__Requirements__.
Copy the listing below word for word, beginning at its first line and ending after the line that contains "pixel 435 628".
•••••
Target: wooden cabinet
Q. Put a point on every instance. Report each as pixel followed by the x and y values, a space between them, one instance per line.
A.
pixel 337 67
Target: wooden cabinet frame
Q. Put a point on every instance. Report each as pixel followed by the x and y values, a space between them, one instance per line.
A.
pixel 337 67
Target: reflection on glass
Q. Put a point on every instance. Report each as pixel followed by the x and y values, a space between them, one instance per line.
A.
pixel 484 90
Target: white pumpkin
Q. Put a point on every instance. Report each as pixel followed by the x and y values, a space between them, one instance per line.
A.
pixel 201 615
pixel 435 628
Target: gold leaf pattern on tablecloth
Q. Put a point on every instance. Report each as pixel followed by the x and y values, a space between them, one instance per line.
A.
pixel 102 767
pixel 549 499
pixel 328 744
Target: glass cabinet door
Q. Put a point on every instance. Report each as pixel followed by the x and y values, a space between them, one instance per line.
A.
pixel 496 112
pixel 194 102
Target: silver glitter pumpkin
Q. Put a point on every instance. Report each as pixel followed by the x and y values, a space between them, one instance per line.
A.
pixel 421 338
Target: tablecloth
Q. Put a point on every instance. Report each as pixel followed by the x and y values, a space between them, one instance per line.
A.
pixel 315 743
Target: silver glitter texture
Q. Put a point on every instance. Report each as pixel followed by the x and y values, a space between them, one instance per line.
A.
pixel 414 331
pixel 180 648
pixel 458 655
•••••
__Answer to the task__.
Target: wooden cabinet
Q. Put a point on every instance. Report each as pixel followed by the x and y values, a space between them, one instance per line.
A.
pixel 337 67
Target: wooden cabinet frame
Q. Put a point on every instance. Report each as pixel followed by the x and y values, a space between them, one instance per line.
A.
pixel 337 67
Target: reflection on glass
Q. Put a point on every instance. Report each as pixel followed by the x and y values, a space between them, one instance per line.
A.
pixel 484 90
Target: white pumpkin
Q. Put a point on every instance. Report each as pixel followed by the x and y values, a space between them, one instance per line.
A.
pixel 201 615
pixel 435 628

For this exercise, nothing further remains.